(Image point grounding data)
================================

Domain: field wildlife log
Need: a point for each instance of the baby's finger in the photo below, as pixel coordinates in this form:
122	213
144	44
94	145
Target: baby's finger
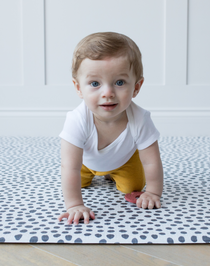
158	204
71	218
151	204
77	217
92	215
86	217
139	202
63	215
145	203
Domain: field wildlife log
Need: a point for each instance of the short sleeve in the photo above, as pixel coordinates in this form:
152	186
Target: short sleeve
74	129
147	133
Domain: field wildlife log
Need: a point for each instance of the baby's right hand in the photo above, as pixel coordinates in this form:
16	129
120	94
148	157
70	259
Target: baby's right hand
76	213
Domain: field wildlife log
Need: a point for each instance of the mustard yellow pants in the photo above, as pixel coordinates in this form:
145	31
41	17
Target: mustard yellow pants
129	177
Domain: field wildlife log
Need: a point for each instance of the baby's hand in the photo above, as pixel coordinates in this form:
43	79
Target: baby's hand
76	213
148	200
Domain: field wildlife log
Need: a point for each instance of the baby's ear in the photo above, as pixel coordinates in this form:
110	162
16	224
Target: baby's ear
77	87
138	87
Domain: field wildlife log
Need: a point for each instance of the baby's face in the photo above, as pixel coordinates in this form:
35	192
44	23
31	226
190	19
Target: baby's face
107	86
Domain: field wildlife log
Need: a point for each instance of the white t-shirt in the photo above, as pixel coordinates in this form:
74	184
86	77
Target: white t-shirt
79	129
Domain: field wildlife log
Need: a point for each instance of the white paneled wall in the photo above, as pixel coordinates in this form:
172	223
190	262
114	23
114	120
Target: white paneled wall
37	39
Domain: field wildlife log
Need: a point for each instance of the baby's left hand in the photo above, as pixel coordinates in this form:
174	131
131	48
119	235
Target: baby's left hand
148	200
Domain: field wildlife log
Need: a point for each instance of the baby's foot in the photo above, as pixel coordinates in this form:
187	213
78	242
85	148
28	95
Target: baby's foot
108	177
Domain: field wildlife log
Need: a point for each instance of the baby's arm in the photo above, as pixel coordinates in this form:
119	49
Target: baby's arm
71	163
150	158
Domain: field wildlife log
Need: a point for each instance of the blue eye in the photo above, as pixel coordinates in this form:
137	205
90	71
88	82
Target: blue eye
120	83
94	84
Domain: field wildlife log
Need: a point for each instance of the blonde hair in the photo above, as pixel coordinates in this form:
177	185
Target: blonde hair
98	46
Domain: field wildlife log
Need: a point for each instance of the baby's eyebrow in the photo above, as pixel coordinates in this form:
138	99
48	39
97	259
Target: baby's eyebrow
123	74
92	76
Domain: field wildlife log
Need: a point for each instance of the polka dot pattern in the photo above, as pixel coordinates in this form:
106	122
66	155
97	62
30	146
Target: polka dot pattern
31	197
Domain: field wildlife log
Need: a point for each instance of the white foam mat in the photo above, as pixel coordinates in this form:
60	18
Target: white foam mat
31	197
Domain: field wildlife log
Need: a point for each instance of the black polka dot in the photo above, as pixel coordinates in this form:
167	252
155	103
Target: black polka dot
33	239
170	240
78	240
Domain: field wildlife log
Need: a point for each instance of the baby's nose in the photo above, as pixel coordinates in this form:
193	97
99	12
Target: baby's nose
108	91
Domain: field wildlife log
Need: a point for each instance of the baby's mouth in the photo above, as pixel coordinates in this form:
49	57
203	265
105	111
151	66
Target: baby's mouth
108	106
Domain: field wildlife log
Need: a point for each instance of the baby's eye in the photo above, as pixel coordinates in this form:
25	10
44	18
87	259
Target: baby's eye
120	83
94	84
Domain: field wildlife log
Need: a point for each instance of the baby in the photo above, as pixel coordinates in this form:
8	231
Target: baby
108	134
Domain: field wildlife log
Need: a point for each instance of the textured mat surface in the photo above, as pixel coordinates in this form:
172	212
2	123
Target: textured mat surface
31	197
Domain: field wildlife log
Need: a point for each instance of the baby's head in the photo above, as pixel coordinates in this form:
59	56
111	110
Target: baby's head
101	45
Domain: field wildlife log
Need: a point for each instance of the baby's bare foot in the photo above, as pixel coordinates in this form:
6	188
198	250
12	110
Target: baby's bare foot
108	177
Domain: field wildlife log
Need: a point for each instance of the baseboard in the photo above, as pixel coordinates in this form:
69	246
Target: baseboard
49	122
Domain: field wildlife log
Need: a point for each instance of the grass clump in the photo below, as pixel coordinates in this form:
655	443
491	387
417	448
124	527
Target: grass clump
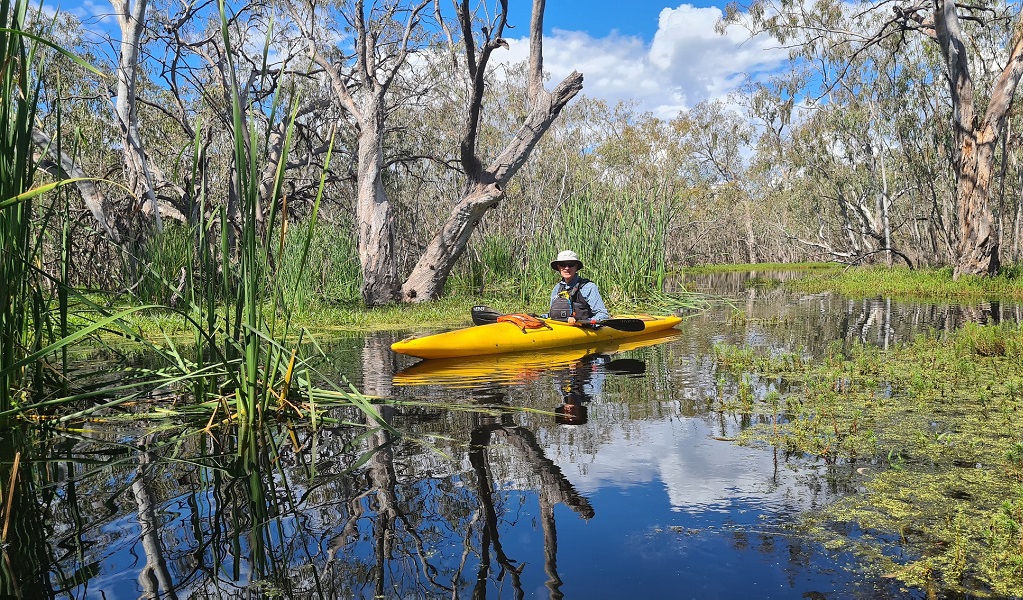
930	430
905	283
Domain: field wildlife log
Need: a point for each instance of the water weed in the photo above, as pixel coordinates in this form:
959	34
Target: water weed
935	425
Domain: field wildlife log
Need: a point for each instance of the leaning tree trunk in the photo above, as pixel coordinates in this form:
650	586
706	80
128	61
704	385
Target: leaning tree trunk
977	249
132	22
380	274
485	186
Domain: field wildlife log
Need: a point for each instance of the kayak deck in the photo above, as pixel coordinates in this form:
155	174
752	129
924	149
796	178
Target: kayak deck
517	367
504	337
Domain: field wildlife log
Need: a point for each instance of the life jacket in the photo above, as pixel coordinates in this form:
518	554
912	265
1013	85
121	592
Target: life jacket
570	303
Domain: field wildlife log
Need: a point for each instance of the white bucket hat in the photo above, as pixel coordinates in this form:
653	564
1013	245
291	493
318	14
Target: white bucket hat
566	257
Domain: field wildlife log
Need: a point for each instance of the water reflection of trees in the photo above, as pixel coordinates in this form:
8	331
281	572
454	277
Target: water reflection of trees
337	512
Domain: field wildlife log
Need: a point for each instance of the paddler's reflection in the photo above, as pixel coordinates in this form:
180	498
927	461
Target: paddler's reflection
583	380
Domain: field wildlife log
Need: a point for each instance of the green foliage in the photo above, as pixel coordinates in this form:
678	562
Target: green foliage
23	291
167	255
328	274
938	417
915	284
620	238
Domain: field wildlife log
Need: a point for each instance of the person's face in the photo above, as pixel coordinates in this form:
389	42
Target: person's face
567	269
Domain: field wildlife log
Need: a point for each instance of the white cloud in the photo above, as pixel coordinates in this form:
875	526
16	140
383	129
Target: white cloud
685	63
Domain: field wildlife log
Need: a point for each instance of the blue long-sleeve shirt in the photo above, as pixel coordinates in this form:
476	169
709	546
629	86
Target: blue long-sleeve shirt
589	292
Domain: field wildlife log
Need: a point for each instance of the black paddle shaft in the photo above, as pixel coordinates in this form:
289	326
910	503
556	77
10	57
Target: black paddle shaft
484	315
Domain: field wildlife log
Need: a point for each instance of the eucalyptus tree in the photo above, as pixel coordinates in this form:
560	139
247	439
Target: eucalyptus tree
967	37
485	185
718	141
131	18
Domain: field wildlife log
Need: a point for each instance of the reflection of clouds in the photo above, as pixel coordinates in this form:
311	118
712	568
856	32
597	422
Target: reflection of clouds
697	471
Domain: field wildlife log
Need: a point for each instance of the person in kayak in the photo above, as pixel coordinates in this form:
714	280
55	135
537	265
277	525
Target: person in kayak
575	300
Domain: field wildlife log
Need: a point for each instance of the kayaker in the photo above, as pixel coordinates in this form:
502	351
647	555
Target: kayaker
575	300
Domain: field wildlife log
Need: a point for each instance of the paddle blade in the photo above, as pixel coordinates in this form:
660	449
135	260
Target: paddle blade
484	315
624	324
626	367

================================

## [EXERCISE INSTRUCTIONS]
Should there be pictures in the data, leave them out and return the rest exactly.

## [REPLY TO THE EXERCISE]
Domain: field wildlife log
Need: a point for each instance of the baby's finger in the photo below, as pixel coordinates in this form:
122	213
144	44
94	145
Target: baby's finger
158	204
71	218
151	204
77	217
92	215
86	217
139	202
63	215
145	203
Domain: field wildlife log
Need: a point for each instance of the short sleeve in the photo above, as pixel coordinates in this form:
152	186
Target: short sleeve
74	129
147	133
Domain: field wildlife log
Need: a point for each instance of the baby's right hand in the photo above, as pixel coordinates in this form:
16	129
120	94
148	157
70	259
Target: baby's right hand
76	213
Domain: field wildlife log
Need: a point for each instance of the mustard yellow pants in the photo above, as pixel coordinates in this form:
145	31
41	17
Target: mustard yellow pants
129	177
Domain: field wildlife log
Need: a point for each instance of the baby's hand in the photo above, as pixel coordinates in this form:
43	79
Target: baby's hand
76	213
148	200
Domain: field wildlife log
Need: a point for each instance of the baby's ear in the photo above, as pixel coordinates in this form:
110	162
16	224
Target: baby's ear
77	87
138	87
Domain: field wildlife log
Need: a point for each instance of the baby's face in the photo above, as pixel coordinates in this form:
35	192
44	23
31	226
190	19
Target: baby's face
107	86
Domain: field wildlife log
Need: a point for each instance of the white t-shirt in the photo above, as pixel coordinates in this form:
74	184
86	77
Target: white t-shirt
79	129
Domain: field wildlife log
Need: a point for each instance of the white paneled wall in the photo above, as pixel coordinates in this form:
172	223
190	262
114	23
114	120
Target: white paneled wall
37	39
Domain: field wildlife log
Need: a point for each instance of the baby's left hand in the photo above, as pixel coordinates in this form:
174	131
131	48
119	235
Target: baby's left hand
148	200
Domain: field wildlife log
Need: a point for each instance of the baby's foot in the photo above, as pixel coordinates in this form:
187	213
78	242
85	148
28	95
Target: baby's foot
108	177
Domain: field wildlife log
Need: a point for each instance of the baby's arm in the photo above, as pixel coordinates in this form:
119	49
Target: baby's arm
71	163
150	158
Domain: field wildlife log
Need: a point for each instance of the blue eye in the photo above, as pixel coordinates in this form:
137	205
90	71
88	82
Target: blue eye
120	83
94	84
Domain: field wildlife log
Need: a point for each instance of the blonde hair in the photo above, as pixel coordinates in this form:
177	185
Target: blonde hair
98	46
Domain: field wildlife log
Need: a point for each instance of the baby's eyebrow in the photo above, as pixel coordinates in this form:
138	99
48	39
97	259
Target: baby's eyebrow
123	74
92	76
Domain: field wildlife log
Need: a point for each instance of the polka dot pattern in the photo above, as pixel coordinates in this form:
106	122
66	155
97	62
30	146
Target: polka dot pattern
31	197
Domain: field wildlife log
Need: a point for each instance of the white foam mat in the photo above, as pixel coordinates in this form:
60	18
Target: white foam mat
31	197
Domain: field wildlife log
Need: a point for each instance of the black polka dot in the photo above, as pixel coordinates in this form:
167	252
155	103
Target: black polka dot
33	239
170	240
78	240
Domain: field wildlife log
Need: a point for each instance of the baby's nose in the photo above, as pixel coordinates in this form:
193	97
99	12
Target: baby's nose
108	91
Domain: field wildlife log
Need: a point for each instance of the baby's mouth in the photo above, as pixel coordinates in this form:
49	57
203	265
105	111
151	66
Target: baby's mouth
108	106
Domain: field wildlife log
Need: a point for each instance of the baby's eye in the photo above, as pixel coordinates in this form:
25	10
44	18
87	259
Target: baby's eye
120	83
94	84
Domain: field wildlife log
Need: a point for each instance of the baby in the photo above, as pixel coordinates in this form:
8	231
Target: baby
108	134
Domain: field wildlife log
Need: a point for each instance of the textured mat surface in the photo above, as pixel coordinates in this form:
172	212
2	123
Target: textured mat surface
31	197
Domain: field wildlife log
Need: a point for each instance of the baby's head in the photo above, as pixel coordinates in this form:
59	56
111	110
Target: baby's head
101	45
Domain: field wildlife log
Need: a point for each instance of the baby's bare foot in the photo above, as pixel coordinates in this form:
6	188
198	250
12	110
Target: baby's bare foot
108	177
Domain: field wildlife log
Need: a point for each instance of the baseboard in the photo above, as pixel coordinates in this form:
69	246
Target: baseboard
49	122
Domain: field wildlife log
Need: a point for each instance of the grass clump in the photo below, as pixel coordinates in this form:
655	443
491	387
417	448
124	527
Target: grass clump
930	430
905	283
Domain: field wildlife log
Need: a point for each instance of the water weed in the photo above, as pixel coordinates in this form:
959	34
Target: water weed
935	425
Domain: field wildlife log
Need: a point for each instance of the leaning tree trunk in the photo above, as pixel coordinates in this form:
650	586
706	80
128	61
704	385
Target: leaning tree trunk
977	249
132	22
380	274
485	186
Domain: field wildlife log
Need: a point for each instance of the kayak deck in the photo above, as pixel coordinates in this form:
155	174
752	129
924	149
796	178
Target: kayak deck
517	367
504	337
Domain: field wildlife log
Need: a point for each instance of the life jacket in the photo above, as pixel coordinates in this form:
518	554
912	265
1013	85
121	592
Target: life jacket
570	303
Domain: field wildlife log
Need: a point for each instance of the white bucket hat in the photo above, as pixel coordinates in this form:
653	564
1013	245
291	493
318	14
Target: white bucket hat
566	257
Domain: field wildlife log
Need: a point for each instance of the water reflection of trees in the photo above, as pixel coordinates in this form:
8	331
281	572
454	277
Target: water reflection of trees
337	512
Domain: field wildlife log
Need: a point for each instance of the paddler's reflection in the photo above, as pixel coordinates in this form:
180	498
927	461
Target: paddler's reflection
583	380
Domain: field wildlife log
Need: a point for each instance of the green foliage in the photo above, as pixel coordinates in this form:
678	562
Target: green foliage
23	291
167	255
328	274
938	417
915	284
620	238
Domain: field wildlife log
Need: a point for each instance of the person's face in the photo above, as pixel coordinates in this form:
389	42
Target: person's face
567	269
Domain: field wildlife log
Need: a point for each instance of the white cloud in the photo above, as pixel coordinates in this form:
875	526
16	140
383	129
Target: white cloud
685	63
Domain: field wildlife log
Need: a point for each instance of the blue long-sleeve shirt in the photo above, as pixel coordinates in this form:
476	169
709	546
629	86
Target: blue long-sleeve shirt
589	292
Domain: field wildlife log
Need: a point for each instance of the black paddle shaft in the photo above, as pixel coordinates in this form:
289	326
910	503
556	77
10	57
Target: black paddle shaft
484	315
Domain: field wildlife log
Need: a point for each instance of the eucalyptus tree in the photo above, as pixel coordinates in this form:
560	139
247	439
Target: eucalyptus tree
967	37
485	185
718	141
131	18
Domain: field wildlife log
Need: a point for each instance of the reflection of clouds in the photo above, as pixel coordinates in this form:
311	118
712	568
856	32
597	422
Target: reflection of clouds
697	471
Domain: field wildlife log
Need: a point for each instance of the person in kayak in the photo above, as pixel coordinates in this form:
714	280
55	135
537	265
277	525
Target: person in kayak
575	300
Domain: field wildlife log
Need: a point for each instance of the kayaker in the photo above, as pixel coordinates in this form:
502	351
647	555
Target: kayaker
575	300
Domain: field wildlife log
Need: a point for each instance of the paddle blade in the photo above, as pixel coordinates in this form:
660	449
135	260
Target: paddle blade
484	315
624	324
626	367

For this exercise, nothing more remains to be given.